>> begin Entries shown

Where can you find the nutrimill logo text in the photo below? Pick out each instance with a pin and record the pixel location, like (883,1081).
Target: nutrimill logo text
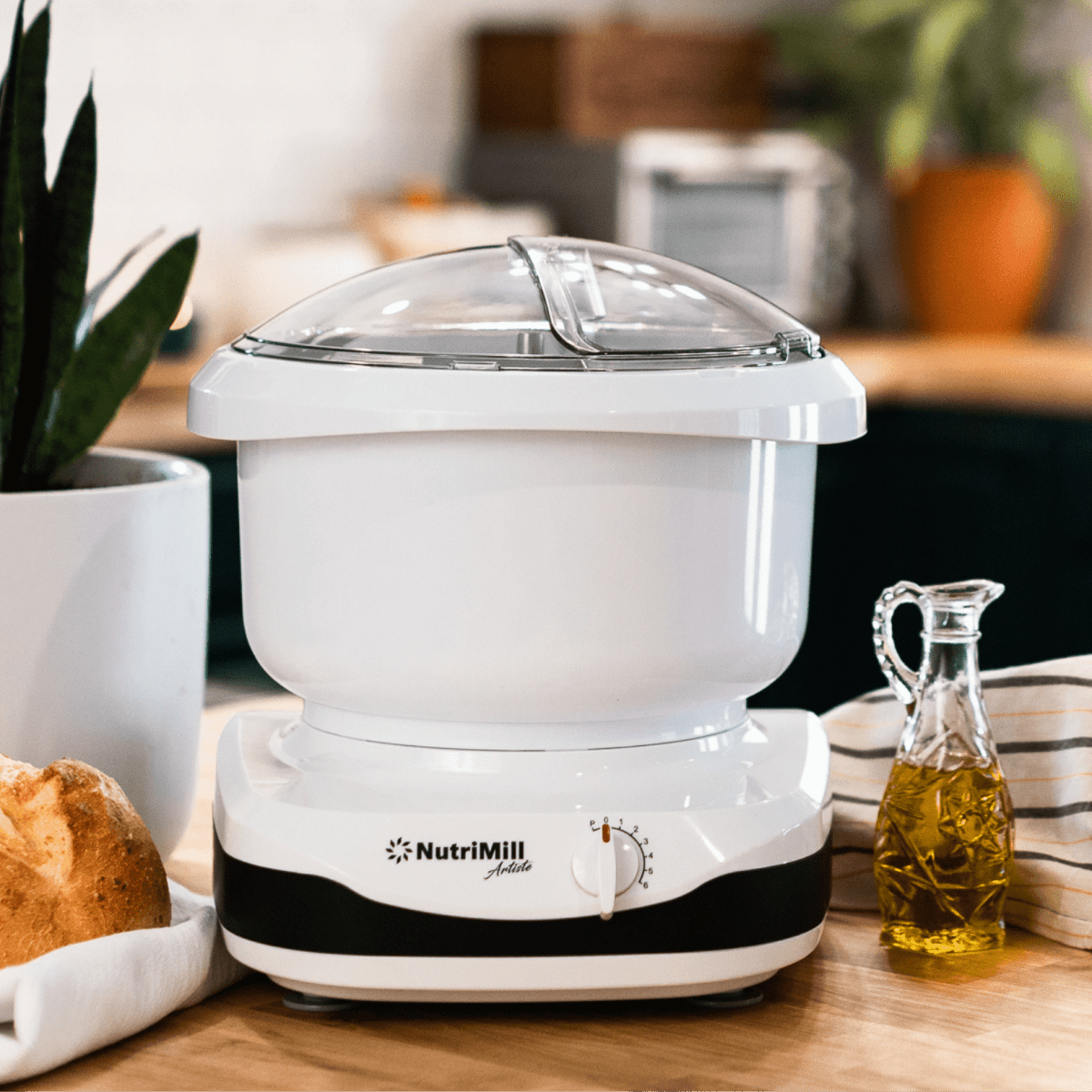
(509,855)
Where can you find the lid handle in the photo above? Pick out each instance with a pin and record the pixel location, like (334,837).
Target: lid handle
(566,279)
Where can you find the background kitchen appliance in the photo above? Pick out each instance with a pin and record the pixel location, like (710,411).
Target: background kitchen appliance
(769,210)
(525,525)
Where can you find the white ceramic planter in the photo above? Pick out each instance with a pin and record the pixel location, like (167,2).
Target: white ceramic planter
(104,593)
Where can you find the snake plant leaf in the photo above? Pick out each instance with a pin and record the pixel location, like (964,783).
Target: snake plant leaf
(1051,154)
(71,206)
(939,35)
(905,137)
(867,15)
(110,363)
(31,112)
(94,294)
(11,251)
(1077,80)
(31,146)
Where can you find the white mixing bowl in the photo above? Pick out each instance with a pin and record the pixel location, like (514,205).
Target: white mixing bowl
(566,546)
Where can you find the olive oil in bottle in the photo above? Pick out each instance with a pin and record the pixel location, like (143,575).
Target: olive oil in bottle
(943,854)
(944,857)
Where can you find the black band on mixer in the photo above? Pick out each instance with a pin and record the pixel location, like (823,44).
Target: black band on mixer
(311,913)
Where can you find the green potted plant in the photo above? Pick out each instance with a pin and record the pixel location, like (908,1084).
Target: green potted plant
(103,554)
(945,94)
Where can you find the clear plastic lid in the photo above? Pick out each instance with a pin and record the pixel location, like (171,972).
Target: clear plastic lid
(536,303)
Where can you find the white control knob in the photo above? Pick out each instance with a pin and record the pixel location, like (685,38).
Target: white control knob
(605,865)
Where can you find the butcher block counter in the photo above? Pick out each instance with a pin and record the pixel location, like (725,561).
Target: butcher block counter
(852,1016)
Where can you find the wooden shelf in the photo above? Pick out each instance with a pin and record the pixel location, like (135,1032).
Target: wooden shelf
(1033,374)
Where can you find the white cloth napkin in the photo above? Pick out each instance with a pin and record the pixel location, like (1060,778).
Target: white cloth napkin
(1041,715)
(76,999)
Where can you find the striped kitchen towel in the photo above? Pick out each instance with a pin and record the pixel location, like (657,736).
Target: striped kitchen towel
(1041,716)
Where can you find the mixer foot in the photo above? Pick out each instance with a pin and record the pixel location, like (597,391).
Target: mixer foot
(312,1003)
(730,999)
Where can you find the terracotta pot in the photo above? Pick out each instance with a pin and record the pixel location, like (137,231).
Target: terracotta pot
(976,243)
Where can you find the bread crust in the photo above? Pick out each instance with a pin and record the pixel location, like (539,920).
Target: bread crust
(76,862)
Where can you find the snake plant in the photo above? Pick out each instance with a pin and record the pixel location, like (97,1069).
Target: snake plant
(909,71)
(64,371)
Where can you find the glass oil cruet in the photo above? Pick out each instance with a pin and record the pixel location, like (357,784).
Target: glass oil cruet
(944,835)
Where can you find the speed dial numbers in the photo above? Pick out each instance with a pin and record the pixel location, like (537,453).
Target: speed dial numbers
(609,862)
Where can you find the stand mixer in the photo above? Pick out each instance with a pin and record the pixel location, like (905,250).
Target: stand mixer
(524,525)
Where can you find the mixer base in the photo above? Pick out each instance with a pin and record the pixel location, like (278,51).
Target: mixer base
(534,978)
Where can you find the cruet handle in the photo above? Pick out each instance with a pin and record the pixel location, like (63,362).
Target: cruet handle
(905,682)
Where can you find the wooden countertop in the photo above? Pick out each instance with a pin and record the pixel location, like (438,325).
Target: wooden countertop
(1035,374)
(852,1016)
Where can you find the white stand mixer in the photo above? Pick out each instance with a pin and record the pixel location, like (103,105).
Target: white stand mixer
(524,525)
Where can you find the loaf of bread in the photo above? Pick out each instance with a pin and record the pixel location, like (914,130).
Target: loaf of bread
(76,861)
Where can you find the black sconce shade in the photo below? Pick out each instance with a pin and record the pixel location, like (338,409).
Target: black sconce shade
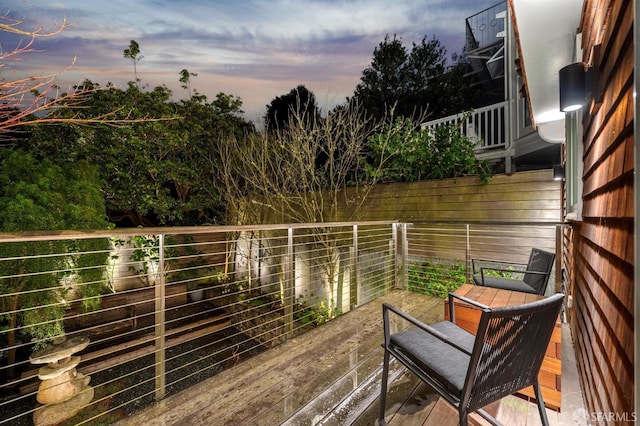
(558,172)
(572,87)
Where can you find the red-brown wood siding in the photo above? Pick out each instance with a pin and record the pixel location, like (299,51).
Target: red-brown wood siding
(599,249)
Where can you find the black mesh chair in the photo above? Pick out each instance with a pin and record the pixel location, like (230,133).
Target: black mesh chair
(470,371)
(535,274)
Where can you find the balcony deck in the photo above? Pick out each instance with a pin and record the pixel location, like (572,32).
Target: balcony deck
(330,375)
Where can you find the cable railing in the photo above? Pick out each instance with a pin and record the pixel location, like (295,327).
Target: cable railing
(96,325)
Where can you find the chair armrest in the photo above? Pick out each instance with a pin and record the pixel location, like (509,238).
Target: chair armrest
(511,271)
(386,308)
(500,262)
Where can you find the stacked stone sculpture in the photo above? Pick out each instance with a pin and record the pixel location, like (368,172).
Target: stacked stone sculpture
(63,391)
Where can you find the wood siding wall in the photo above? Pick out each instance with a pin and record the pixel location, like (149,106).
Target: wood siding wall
(600,255)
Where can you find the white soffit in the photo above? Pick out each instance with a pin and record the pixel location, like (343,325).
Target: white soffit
(546,34)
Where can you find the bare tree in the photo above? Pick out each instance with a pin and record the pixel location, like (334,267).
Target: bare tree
(133,53)
(34,99)
(300,175)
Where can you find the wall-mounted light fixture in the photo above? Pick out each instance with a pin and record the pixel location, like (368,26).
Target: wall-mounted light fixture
(572,87)
(558,172)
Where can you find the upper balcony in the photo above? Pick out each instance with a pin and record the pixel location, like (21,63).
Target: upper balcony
(487,127)
(485,29)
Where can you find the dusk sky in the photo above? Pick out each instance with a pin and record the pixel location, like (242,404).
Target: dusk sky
(252,49)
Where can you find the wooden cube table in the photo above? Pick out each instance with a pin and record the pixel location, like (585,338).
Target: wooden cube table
(468,318)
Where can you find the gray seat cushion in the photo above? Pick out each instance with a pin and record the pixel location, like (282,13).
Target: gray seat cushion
(437,359)
(504,283)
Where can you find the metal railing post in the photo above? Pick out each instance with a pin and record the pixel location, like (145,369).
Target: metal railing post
(354,293)
(468,254)
(289,285)
(160,295)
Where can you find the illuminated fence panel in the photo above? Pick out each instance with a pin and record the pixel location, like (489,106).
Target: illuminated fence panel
(152,314)
(162,311)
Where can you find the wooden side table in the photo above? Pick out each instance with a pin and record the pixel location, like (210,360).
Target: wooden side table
(468,318)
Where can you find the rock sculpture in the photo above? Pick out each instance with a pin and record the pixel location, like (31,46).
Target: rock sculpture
(63,391)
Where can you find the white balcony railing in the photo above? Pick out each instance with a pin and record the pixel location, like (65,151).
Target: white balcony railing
(488,126)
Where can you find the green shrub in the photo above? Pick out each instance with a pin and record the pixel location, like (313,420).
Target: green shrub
(435,278)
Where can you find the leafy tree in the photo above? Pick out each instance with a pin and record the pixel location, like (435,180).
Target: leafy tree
(185,79)
(35,99)
(39,195)
(162,172)
(414,83)
(133,53)
(300,103)
(384,84)
(411,154)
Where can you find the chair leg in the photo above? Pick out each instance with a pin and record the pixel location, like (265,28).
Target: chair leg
(463,417)
(541,408)
(383,388)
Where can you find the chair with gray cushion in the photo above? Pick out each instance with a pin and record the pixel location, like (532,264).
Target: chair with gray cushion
(532,277)
(470,371)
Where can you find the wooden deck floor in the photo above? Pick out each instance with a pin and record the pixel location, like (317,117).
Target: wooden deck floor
(329,376)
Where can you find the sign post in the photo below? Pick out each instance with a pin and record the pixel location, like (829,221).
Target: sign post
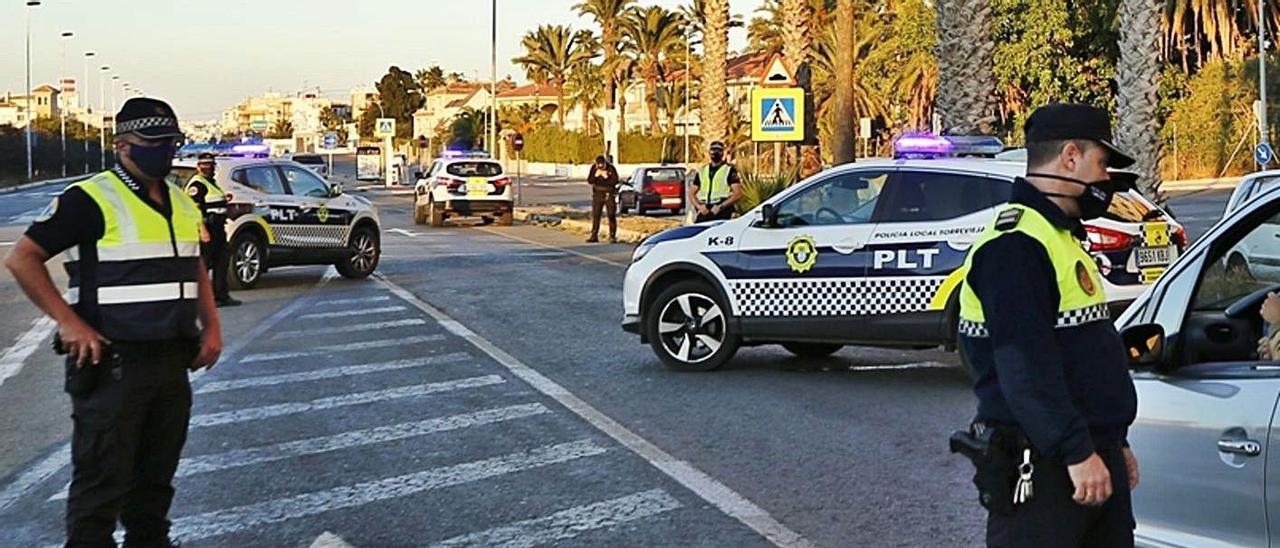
(385,128)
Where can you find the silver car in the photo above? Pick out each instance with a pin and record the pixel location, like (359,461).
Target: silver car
(1207,405)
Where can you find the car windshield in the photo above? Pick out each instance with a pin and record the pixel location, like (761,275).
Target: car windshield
(663,176)
(474,169)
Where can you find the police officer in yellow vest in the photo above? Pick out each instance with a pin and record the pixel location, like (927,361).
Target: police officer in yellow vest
(211,200)
(1055,400)
(137,316)
(716,188)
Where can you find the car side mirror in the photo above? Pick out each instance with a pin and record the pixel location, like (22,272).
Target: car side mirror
(769,215)
(1144,345)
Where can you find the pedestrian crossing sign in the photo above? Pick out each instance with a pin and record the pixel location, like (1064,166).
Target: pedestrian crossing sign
(777,114)
(384,127)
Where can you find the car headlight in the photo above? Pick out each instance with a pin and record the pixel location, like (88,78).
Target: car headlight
(641,251)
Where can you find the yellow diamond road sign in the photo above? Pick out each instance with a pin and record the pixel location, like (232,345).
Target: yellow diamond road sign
(777,114)
(384,127)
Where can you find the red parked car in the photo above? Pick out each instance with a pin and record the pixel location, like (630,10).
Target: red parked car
(653,188)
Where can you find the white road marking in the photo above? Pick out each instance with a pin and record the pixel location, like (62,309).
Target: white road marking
(686,474)
(35,475)
(357,328)
(351,313)
(330,540)
(355,301)
(593,257)
(901,366)
(252,414)
(13,359)
(567,524)
(359,438)
(60,457)
(238,519)
(332,348)
(329,373)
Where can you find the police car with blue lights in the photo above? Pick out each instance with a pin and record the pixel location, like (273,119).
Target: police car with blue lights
(864,254)
(282,214)
(464,183)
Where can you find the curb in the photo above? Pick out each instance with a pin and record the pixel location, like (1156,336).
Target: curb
(41,183)
(575,225)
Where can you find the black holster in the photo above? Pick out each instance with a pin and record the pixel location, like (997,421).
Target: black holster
(993,452)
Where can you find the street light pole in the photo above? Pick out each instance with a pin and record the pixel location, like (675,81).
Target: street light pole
(30,119)
(82,90)
(493,83)
(62,106)
(101,103)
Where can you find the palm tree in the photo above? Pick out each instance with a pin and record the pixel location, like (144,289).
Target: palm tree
(607,14)
(965,65)
(713,103)
(552,51)
(650,36)
(1138,90)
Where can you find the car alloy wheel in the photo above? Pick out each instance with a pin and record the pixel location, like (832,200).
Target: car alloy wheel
(691,328)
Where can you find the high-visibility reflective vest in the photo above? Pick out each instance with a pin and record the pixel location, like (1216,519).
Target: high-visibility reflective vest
(1079,286)
(215,200)
(714,187)
(145,264)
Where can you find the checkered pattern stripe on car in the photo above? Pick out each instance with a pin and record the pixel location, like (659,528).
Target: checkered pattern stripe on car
(833,296)
(310,236)
(1068,319)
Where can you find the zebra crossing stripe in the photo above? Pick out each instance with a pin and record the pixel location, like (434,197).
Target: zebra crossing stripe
(252,414)
(357,328)
(351,313)
(323,444)
(330,373)
(238,519)
(567,524)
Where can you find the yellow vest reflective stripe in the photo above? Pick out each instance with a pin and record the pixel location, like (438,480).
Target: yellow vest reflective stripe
(1079,286)
(145,282)
(714,188)
(214,195)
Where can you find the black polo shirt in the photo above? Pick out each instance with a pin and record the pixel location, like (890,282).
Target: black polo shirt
(73,219)
(1069,389)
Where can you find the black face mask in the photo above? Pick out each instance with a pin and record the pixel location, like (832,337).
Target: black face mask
(154,161)
(1093,202)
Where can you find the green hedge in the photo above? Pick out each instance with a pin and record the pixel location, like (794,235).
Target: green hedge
(560,146)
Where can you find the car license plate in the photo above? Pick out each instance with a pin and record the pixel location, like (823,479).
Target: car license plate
(478,186)
(1156,256)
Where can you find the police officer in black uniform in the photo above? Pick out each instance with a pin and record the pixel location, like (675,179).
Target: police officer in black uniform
(211,200)
(140,314)
(1055,398)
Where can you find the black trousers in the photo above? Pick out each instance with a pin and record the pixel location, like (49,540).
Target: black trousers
(128,434)
(215,254)
(1052,519)
(604,199)
(726,214)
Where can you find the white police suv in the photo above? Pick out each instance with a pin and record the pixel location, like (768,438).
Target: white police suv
(464,183)
(863,254)
(282,214)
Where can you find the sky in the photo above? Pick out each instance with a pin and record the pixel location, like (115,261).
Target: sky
(204,56)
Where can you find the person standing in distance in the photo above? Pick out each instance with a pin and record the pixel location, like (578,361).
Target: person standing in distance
(716,188)
(211,200)
(604,196)
(140,315)
(1050,370)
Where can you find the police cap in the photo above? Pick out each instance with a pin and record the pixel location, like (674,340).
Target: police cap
(1069,120)
(147,118)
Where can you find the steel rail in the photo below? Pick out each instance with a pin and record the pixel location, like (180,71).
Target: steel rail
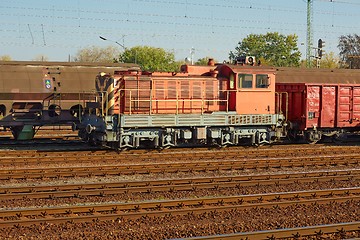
(85,213)
(7,157)
(172,185)
(175,167)
(287,233)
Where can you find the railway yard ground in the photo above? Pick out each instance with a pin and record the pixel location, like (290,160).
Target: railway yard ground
(61,189)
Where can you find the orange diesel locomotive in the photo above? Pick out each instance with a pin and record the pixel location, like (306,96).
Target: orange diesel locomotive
(202,105)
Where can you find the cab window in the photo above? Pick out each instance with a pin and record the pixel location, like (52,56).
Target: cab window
(262,81)
(232,82)
(245,80)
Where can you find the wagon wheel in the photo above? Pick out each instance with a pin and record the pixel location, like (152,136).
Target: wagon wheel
(339,138)
(312,136)
(293,136)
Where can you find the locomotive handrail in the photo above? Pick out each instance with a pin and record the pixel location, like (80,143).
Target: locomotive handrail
(203,100)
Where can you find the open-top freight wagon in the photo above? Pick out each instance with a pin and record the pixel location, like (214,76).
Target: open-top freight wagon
(36,94)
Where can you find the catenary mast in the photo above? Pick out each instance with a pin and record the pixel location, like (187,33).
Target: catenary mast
(309,38)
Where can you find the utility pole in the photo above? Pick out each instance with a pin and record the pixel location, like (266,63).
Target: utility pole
(309,38)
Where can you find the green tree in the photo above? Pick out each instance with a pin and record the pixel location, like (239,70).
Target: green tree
(349,46)
(150,58)
(329,60)
(5,58)
(275,49)
(97,54)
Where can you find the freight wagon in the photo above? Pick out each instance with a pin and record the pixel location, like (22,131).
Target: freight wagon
(36,94)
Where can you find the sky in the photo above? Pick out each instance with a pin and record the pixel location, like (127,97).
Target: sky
(58,29)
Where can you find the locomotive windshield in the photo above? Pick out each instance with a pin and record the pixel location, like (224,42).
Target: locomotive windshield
(262,81)
(245,80)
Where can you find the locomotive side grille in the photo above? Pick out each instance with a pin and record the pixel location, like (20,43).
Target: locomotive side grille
(250,119)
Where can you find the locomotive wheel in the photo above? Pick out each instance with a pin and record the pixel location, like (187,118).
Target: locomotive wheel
(312,136)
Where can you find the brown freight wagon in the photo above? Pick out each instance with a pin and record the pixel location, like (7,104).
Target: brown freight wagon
(35,94)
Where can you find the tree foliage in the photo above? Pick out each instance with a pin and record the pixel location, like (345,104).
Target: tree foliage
(97,54)
(275,49)
(150,58)
(329,60)
(349,47)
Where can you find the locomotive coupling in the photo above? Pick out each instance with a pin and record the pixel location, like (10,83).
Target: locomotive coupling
(89,128)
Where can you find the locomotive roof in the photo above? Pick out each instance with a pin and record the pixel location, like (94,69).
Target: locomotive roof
(316,75)
(73,64)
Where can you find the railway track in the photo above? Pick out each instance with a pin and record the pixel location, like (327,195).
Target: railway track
(176,167)
(131,203)
(85,213)
(172,185)
(29,158)
(317,232)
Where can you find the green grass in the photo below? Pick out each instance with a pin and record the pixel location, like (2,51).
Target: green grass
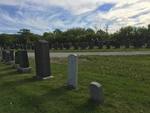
(100,50)
(125,79)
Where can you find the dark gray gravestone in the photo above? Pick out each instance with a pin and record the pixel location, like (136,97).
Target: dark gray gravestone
(72,71)
(3,56)
(23,62)
(7,57)
(96,93)
(17,55)
(42,60)
(11,57)
(16,63)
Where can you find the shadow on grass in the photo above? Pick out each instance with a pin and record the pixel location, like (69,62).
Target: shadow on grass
(7,68)
(87,107)
(19,82)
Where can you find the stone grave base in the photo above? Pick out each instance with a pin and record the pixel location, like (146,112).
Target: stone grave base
(44,78)
(10,63)
(24,70)
(15,65)
(71,87)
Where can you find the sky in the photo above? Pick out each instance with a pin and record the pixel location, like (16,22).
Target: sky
(47,15)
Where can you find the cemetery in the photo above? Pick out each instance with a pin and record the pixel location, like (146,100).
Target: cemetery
(74,56)
(77,84)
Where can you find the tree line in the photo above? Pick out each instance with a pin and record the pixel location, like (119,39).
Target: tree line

>> end Entries shown

▶ **Requirement**
Copy the lines of the records word for word, starting at the line that contains "Where can you find the stone" and ending with the last line of the records, both included.

▶ **Reply to the exercise**
Where can you find the stone grave base in the photo above? Pick out each instance with a pin and record the pixel location, like (146,112).
Target: stone grave base
(44,78)
(10,63)
(24,70)
(15,65)
(71,87)
Where can you find the sky in the photo above? Pick out each instance with a pin and record the pixel location, like (16,22).
Target: sky
(47,15)
Where can you find the cemetery in the photo above? Pick out each instance with a pin and record the pixel location, like (146,100).
Target: cemetery
(74,56)
(77,84)
Where can you find the tree line in the photo above? Pick out each instance with a pin and record the pixel location, like (119,39).
Target: tree line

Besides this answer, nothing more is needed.